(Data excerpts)
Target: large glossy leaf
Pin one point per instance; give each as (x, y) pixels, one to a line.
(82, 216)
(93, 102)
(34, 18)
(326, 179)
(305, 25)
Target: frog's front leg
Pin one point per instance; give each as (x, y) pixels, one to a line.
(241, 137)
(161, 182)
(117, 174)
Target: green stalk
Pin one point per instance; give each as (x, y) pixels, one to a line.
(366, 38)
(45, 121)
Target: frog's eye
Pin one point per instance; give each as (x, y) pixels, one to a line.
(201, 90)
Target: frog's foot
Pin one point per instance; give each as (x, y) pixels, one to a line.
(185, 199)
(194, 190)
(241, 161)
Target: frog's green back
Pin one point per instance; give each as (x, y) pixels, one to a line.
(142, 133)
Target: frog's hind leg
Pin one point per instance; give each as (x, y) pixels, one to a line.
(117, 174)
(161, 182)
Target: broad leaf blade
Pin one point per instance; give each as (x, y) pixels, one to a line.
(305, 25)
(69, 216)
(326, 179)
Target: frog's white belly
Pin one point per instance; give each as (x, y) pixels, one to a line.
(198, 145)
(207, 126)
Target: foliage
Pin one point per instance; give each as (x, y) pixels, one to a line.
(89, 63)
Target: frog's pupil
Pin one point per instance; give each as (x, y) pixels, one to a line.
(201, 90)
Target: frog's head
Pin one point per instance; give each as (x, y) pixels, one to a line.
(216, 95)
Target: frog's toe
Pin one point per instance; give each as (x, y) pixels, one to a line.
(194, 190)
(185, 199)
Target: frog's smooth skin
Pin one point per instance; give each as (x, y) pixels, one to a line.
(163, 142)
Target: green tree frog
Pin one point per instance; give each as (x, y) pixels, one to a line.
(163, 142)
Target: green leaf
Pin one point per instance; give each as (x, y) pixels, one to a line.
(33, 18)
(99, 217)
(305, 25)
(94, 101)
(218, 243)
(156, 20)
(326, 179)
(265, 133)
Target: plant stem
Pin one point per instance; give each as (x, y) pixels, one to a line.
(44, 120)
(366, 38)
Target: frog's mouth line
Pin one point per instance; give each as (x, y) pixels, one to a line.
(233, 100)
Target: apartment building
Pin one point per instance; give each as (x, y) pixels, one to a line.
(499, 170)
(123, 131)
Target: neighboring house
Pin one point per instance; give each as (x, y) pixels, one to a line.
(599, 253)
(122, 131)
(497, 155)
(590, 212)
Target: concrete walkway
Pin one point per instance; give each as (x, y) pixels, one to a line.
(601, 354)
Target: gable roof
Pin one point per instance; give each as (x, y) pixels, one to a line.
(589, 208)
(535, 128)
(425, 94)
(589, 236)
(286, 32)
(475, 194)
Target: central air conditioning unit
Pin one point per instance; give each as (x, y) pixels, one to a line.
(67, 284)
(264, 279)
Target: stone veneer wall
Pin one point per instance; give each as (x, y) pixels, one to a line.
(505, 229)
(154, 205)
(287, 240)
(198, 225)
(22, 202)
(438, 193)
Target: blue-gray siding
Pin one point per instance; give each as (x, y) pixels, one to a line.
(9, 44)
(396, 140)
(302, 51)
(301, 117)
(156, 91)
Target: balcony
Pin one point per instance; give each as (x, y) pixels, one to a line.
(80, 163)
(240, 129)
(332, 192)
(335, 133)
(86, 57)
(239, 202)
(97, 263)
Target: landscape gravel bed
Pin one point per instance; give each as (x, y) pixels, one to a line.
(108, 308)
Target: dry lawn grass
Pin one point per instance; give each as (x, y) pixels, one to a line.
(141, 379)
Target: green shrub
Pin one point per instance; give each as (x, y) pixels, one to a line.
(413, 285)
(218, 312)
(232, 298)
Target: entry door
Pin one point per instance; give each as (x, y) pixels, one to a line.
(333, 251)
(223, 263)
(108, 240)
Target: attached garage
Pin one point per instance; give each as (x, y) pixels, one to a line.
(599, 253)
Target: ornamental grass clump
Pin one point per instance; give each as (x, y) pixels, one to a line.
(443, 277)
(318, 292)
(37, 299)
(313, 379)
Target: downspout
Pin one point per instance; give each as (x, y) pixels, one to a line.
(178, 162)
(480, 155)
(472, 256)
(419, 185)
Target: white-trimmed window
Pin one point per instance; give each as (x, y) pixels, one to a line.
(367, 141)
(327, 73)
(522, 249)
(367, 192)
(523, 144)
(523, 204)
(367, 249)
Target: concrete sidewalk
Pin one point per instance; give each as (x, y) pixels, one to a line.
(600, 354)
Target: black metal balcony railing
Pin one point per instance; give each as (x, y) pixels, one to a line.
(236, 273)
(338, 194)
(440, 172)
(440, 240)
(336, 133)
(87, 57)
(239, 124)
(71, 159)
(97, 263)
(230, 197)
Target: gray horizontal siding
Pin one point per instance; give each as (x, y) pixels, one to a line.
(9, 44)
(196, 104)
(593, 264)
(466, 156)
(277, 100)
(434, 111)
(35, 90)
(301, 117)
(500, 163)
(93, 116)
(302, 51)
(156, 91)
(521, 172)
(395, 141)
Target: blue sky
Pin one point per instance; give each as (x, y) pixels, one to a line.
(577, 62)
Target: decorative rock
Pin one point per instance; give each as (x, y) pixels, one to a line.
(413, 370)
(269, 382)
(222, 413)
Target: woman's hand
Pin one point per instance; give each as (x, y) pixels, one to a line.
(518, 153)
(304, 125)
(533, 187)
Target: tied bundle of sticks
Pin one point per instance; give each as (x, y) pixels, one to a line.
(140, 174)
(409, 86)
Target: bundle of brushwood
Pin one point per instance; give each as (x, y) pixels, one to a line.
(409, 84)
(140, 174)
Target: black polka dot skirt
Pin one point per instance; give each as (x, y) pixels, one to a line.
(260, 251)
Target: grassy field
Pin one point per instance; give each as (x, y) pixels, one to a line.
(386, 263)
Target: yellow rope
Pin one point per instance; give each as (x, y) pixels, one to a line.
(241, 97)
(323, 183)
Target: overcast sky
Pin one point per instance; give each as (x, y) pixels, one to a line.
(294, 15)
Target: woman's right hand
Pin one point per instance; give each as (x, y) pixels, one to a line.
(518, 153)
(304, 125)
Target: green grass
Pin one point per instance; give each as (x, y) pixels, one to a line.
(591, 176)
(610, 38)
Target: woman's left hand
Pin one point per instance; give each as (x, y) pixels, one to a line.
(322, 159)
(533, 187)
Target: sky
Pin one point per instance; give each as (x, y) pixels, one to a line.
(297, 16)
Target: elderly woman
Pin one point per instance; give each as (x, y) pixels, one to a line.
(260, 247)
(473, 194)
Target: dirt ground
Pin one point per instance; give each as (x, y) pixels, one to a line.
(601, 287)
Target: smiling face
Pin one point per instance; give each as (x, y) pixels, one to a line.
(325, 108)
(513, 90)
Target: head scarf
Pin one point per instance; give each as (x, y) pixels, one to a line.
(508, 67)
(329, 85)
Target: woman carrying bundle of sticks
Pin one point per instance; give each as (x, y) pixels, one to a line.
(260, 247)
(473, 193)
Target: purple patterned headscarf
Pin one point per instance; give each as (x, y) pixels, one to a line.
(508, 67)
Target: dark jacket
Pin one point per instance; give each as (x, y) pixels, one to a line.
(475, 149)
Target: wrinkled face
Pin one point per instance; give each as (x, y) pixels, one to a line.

## What is needed
Only lines holding the word "sticks" are wanted, so copy each of them from the records above.

## Solution to this problem
Target: tied bundle of sticks
Target: woman carrying bundle of sticks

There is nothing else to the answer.